EXCERPT PROVIDED:
----------

Probing the ringdown perturbation in binary black hole coalescences with an improved quasi-normal mode extraction algorithm

Abstract: Using gravitational waves to probe the geometry of the ringing remnant black hole formed in a binary black hole coalescence is a well-established way to test Einstein's theory of general relativity. However, doing so requires knowledge of when the predictions of black hole perturbation theory, i.e., quasi-normal modes (QNMs), are a valid description of the emitted gravitational wave as well as what the amplitudes of these excitations are. In this work, we develop an algorithm to systematically extract QNMs from the ringdown of black hole merger simulations. Our algorithm improves upon previous ones in three ways: it fits over the two-sphere, enabling a complete model of the strain; it performs a reverse-search in time for QNMs using a more robust nonlinear least squares routine called \texttt{VarPro}; and it checks the variance of QNM amplitudes, which we refer to as ``stability'', over an interval matching the natural time scale of each QNM. Using this algorithm, we not only demonstrate the stability of a multitude of QNMs and their overtones across the parameter space of quasi-circular, non-precessing binary black holes, but we also identify new quadratic QNMs that may be detectable in the near future using ground-based interferometers. Furthermore, we provide evidence which suggests that the source of remnant black hole perturbations is roughly independent of the overtone index in a given angular harmonic across binary parameter space, at least for overtones with $n\lesssim2$. This finding may hint at the spatiotemporal structure of ringdown perturbations in black hole coalescences, as well as the regime of validity of perturbation theory in the ringdown of these events. Our algorithm is made publicly available at the following GitHub repository: https://github.com/keefemitman/qnmfinder.

----------

INFORMATION PROVIDED:
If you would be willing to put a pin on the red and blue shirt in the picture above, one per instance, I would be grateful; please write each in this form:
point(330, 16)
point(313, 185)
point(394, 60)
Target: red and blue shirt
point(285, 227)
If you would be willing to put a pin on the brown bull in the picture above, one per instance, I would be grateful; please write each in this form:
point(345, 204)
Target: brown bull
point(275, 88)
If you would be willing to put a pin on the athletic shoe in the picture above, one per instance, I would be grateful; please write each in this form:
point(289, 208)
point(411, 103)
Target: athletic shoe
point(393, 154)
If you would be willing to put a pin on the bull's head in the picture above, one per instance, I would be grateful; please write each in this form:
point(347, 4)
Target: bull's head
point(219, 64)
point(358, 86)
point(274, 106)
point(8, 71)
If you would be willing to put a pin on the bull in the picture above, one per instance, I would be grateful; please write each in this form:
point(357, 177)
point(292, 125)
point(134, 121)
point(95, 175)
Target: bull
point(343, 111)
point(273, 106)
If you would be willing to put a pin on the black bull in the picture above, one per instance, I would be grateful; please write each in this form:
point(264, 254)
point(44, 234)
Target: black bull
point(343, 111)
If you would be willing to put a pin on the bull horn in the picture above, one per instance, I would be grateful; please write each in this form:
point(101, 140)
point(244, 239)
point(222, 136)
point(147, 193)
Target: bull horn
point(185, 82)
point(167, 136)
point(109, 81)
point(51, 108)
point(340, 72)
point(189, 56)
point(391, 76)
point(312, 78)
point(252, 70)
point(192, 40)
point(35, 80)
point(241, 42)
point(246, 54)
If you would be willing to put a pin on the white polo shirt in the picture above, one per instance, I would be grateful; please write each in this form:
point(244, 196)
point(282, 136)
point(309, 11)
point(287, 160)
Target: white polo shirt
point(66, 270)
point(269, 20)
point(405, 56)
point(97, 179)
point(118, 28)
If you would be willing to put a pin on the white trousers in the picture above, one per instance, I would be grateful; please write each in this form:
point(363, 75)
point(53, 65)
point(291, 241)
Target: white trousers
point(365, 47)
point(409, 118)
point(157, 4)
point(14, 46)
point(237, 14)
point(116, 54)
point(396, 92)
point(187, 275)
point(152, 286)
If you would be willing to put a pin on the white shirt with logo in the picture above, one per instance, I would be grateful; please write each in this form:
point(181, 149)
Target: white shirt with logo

----------

TASK REQUIREMENTS:
1) Using the abstract on quasi-normal mode extraction, explain in one to three sentences why fitting over the two-sphere counts as an improvement over earlier algorithms.
2) Answer these questions from the abstract on quasi-normal mode extraction.
(a) What is the name of the nonlinear least squares routine the algorithm uses?
(b) What term do the authors use for the variance of QNM amplitudes?
(c) For overtones up to what index does the evidence about the source of remnant black hole perturbations hold?
3) Decide whether each statement agrees with the abstract on quasi-normal mode extraction.
(a) The algorithm searches forward in time for QNMs.
(b) The newly identified quadratic QNMs may be detectable with ground-based interferometers.
(c) The study covers precessing binary black holes.

TASK-BY-TASK ANSWERS:
1) Fitting over the two-sphere makes a complete model of the strain possible.

2)
(a) VarPro
(b) "Stability"
(c) Overtones with n ≲ 2

3)
(a) No: "it performs a reverse-search in time for QNMs"
(b) Yes: "new quadratic QNMs that may be detectable in the near future using ground-based interferometers"
(c) No: "across the parameter space of quasi-circular, non-precessing binary black holes"